### INSTRUCTIONS TO FOLLOW
The entries below are to be transcribed in full, without their images.
+++ EXERCISE DATA
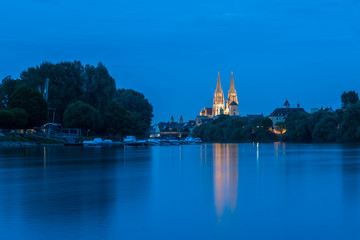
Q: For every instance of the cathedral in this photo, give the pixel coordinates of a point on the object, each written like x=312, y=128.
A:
x=230, y=107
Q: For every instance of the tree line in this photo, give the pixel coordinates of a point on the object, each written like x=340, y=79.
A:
x=83, y=97
x=342, y=125
x=236, y=129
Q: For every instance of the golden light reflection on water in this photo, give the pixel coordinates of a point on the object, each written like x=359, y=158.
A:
x=225, y=157
x=44, y=157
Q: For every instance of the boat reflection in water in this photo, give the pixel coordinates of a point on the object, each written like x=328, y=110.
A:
x=225, y=159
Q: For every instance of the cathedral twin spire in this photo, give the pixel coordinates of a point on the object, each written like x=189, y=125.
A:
x=219, y=102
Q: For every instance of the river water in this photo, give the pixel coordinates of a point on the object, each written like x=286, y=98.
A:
x=209, y=191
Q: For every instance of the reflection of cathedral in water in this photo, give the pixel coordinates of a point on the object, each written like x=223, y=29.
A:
x=225, y=177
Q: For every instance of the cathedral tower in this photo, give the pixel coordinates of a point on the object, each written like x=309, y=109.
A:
x=219, y=102
x=232, y=96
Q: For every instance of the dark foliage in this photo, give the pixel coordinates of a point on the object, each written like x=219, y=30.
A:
x=33, y=103
x=82, y=115
x=235, y=129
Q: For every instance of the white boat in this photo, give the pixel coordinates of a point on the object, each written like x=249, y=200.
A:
x=129, y=140
x=90, y=143
x=153, y=142
x=189, y=140
x=164, y=142
x=174, y=142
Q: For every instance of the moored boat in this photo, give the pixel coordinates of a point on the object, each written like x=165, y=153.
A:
x=153, y=142
x=189, y=140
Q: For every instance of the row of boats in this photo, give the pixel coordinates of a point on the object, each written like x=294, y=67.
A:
x=131, y=141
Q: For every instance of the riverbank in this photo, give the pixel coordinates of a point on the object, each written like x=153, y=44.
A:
x=25, y=140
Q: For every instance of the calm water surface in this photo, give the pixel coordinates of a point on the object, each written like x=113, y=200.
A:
x=210, y=191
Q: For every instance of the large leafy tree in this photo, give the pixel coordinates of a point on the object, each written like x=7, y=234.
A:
x=70, y=82
x=140, y=108
x=6, y=119
x=350, y=126
x=99, y=87
x=118, y=120
x=9, y=85
x=82, y=115
x=33, y=103
x=349, y=98
x=65, y=83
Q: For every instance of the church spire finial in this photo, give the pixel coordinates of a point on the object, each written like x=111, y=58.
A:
x=232, y=86
x=218, y=85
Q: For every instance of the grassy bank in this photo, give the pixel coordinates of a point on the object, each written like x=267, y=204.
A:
x=11, y=139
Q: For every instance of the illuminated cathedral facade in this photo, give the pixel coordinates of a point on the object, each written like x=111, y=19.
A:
x=220, y=106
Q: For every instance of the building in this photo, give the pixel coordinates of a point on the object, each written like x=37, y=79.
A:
x=280, y=114
x=230, y=107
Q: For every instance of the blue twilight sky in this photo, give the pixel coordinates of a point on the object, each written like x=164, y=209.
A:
x=306, y=51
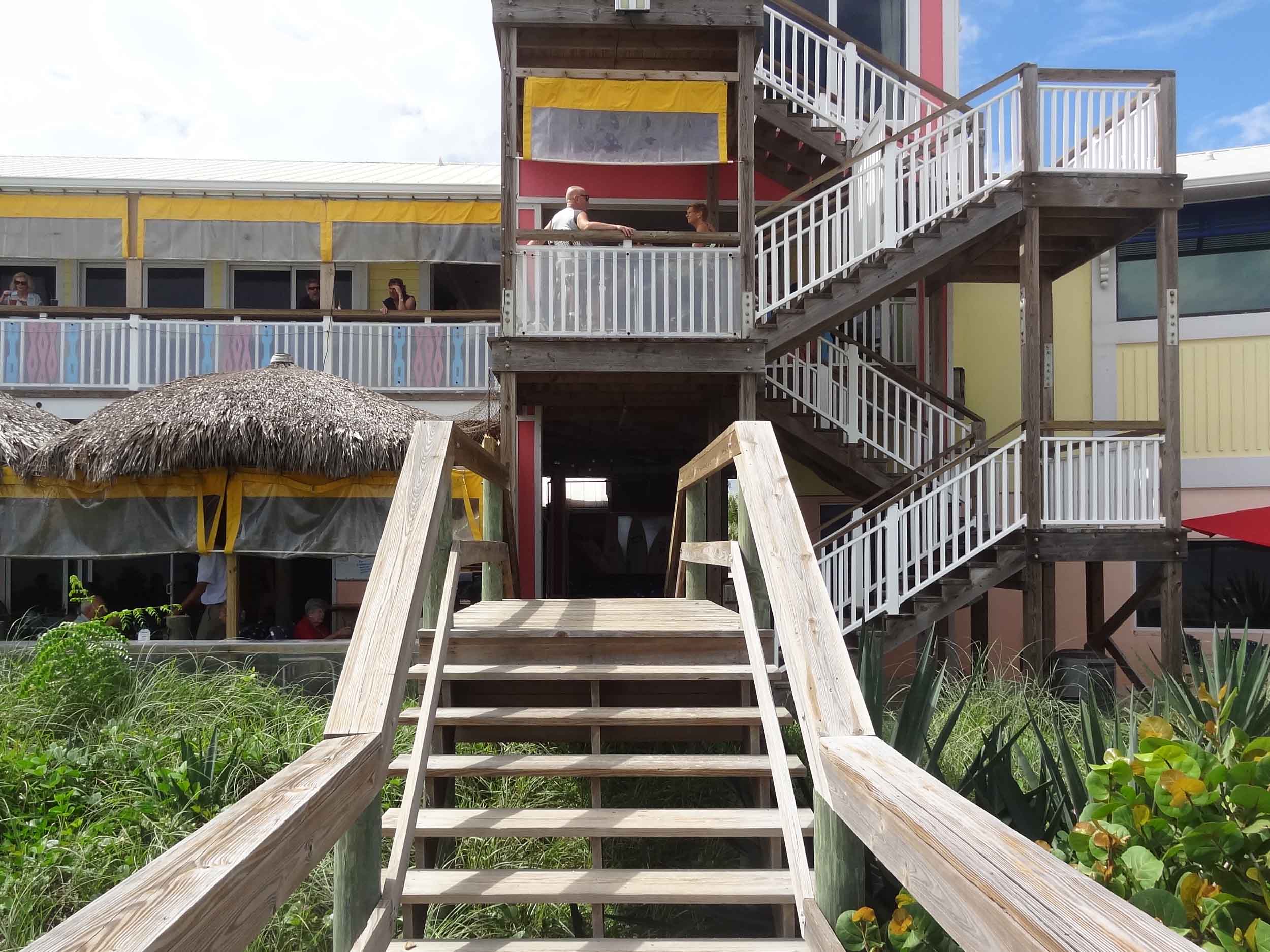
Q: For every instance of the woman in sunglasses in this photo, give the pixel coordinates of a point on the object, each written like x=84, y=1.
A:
x=19, y=292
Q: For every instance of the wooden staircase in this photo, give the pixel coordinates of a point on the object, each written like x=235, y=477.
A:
x=530, y=671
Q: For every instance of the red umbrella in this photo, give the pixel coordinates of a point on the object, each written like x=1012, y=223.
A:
x=1245, y=524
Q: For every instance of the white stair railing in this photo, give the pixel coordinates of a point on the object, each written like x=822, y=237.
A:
x=844, y=390
x=878, y=562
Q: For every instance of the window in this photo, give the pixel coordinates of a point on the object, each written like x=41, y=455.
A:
x=44, y=280
x=1223, y=583
x=174, y=287
x=283, y=288
x=1223, y=255
x=105, y=287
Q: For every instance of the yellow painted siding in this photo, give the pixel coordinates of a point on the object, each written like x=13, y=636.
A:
x=1225, y=394
x=986, y=343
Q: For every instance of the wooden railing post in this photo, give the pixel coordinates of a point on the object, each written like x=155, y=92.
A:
x=357, y=876
x=492, y=530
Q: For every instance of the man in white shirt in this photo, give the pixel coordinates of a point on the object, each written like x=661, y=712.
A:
x=209, y=592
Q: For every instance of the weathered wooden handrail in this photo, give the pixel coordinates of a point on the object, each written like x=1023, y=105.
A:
x=641, y=238
x=986, y=885
x=256, y=314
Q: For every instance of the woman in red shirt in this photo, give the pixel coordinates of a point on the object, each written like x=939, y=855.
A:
x=313, y=626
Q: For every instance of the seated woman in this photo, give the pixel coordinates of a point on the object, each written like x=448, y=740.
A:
x=313, y=626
++++++
### FINISHED TASK
Q: For every instance of the cathedral in this photo, give the pixel coordinates of a point on the object, each written like x=312, y=128.
A:
x=230, y=107
Q: For every instance of the tree line in this photo, give the pixel coordinates of a point on the object, each written like x=340, y=79.
A:
x=83, y=97
x=342, y=125
x=236, y=129
Q: For every instance of the golden light reflection on water in this photo, give the pixel coordinates of a point on the object, each written like x=359, y=158.
A:
x=225, y=157
x=44, y=157
Q: For every instance of the boat reflection in water in this photo, give the pixel coordinates of a point on the object, each written like x=328, y=110.
A:
x=225, y=159
Q: For every instance of the cathedral twin spire in this photo, give the pixel coordinates of a point on the object, each written like x=189, y=125.
A:
x=219, y=102
Q: For every instance of the river water in this photo, give the pixel coordinates of a point on the object, each written like x=286, y=98.
A:
x=209, y=191
Q: For every instance of the reflection of cathedral in water in this photo, give the pixel coordinates of a point on the object, each written like x=223, y=29.
A:
x=225, y=177
Q: For every instance of the cathedral tower in this photo, give the pixel coordinates of a point on the object, each written like x=309, y=109.
A:
x=219, y=102
x=232, y=96
Q: For every instance of the dark foliage in this photo, give the pixel coordinates of a point on the object, each written like x=219, y=30.
A:
x=33, y=103
x=82, y=115
x=235, y=129
Q: For every instance of the white boat in this photo, give the pixel coordinates of a point on the object, each written like x=249, y=200.
A:
x=129, y=140
x=90, y=143
x=153, y=142
x=189, y=140
x=164, y=142
x=174, y=142
Q: For every instance of the moored boat in this photo, give the pixel coordinates of a point on the object, each written like x=165, y=153.
A:
x=153, y=142
x=189, y=140
Q: For every instance of the row of boats in this photo, give the pixel coordinates of a point on the object, each written like x=294, y=67.
A:
x=131, y=141
Q: For every instance of the riverbank in this photo, give the pixel coordinates of a point on the object, each written like x=153, y=44.
A:
x=25, y=140
Q: For every instance of the calm water surface in this photo, give the pixel coordinates of a point on the object, each written like x=113, y=200.
A:
x=210, y=191
Q: For every instance of the large leafy tree in this photo, give the pixel coordinates of a point on the object, each written like x=7, y=234.
A:
x=70, y=82
x=140, y=108
x=6, y=119
x=350, y=126
x=99, y=87
x=118, y=120
x=9, y=85
x=82, y=115
x=33, y=103
x=349, y=98
x=65, y=83
Q: For every instance of the church spire finial in this photo, give the pixel coordinates of a point on the object, each written like x=111, y=58.
A:
x=232, y=86
x=218, y=85
Q: For every instance of the grassy bank in this photo, give the pixel coordinates of a point on the object, each written like x=267, y=204.
A:
x=11, y=139
Q: For every instance of the illuminated cathedral facade in this photo, give the pixel coordinates of a point on the object, each written like x=111, y=19.
A:
x=220, y=106
Q: For every instance of the building in this photo, give the pixel coordinates of a point on the object, each written like x=37, y=79.
A:
x=280, y=114
x=230, y=107
Q: For every instance of the blue twilight sky in this photo, give the pixel coordinates of a point on the object, each written like x=164, y=209.
A:
x=306, y=51
Q: For every instance of the woman in sunglasses in this photo, give the pixel coordinates of a point on the object, each written like x=84, y=1.
A:
x=19, y=292
Q: For every instance of the wooden staircase in this photo, give the pixel coordinates of a point on the object, each written like x=235, y=477.
A:
x=530, y=671
Q: For every instance of the red umbrella in this photo, give the pixel coordinates of a point on the object, each written like x=1012, y=223.
A:
x=1245, y=524
Q: For every instance of the white stair railing in this photo, give the pixel coordinates of a point on the object, each written like x=822, y=237.
A:
x=844, y=390
x=878, y=562
Q: For every instance of the window in this photo, give the pixel coordinates of a point on the object, each written like x=41, y=455.
A:
x=44, y=280
x=1223, y=583
x=174, y=287
x=283, y=288
x=1223, y=255
x=105, y=287
Q: For every instance of the yellow painted siding in this photo, give the pixel coordinates of a point on the object, each written like x=13, y=636.
A:
x=1225, y=394
x=986, y=343
Q: For every instance of the wooden railing post in this photo, give the pixel coordinates of a point on the object, each written like x=155, y=92.
A:
x=357, y=876
x=492, y=530
Q: For every instance of the man in white shirt in this photo, give the pixel coordinates of a point on the object, each written like x=661, y=712.
A:
x=209, y=592
Q: For every instance of the weathered wooden handrail in this photo, give the pixel coordinates of a point on the object, each written like x=1023, y=105.
A:
x=641, y=238
x=986, y=885
x=256, y=314
Q: For every instance of the woman in red shirt in this photo, give the pixel coordinates of a point on the object, each written like x=939, y=855.
A:
x=313, y=626
Q: For every instance of the seated woman in this photo, give the pixel coordinates of a point on the object, each written like x=448, y=740.
A:
x=313, y=626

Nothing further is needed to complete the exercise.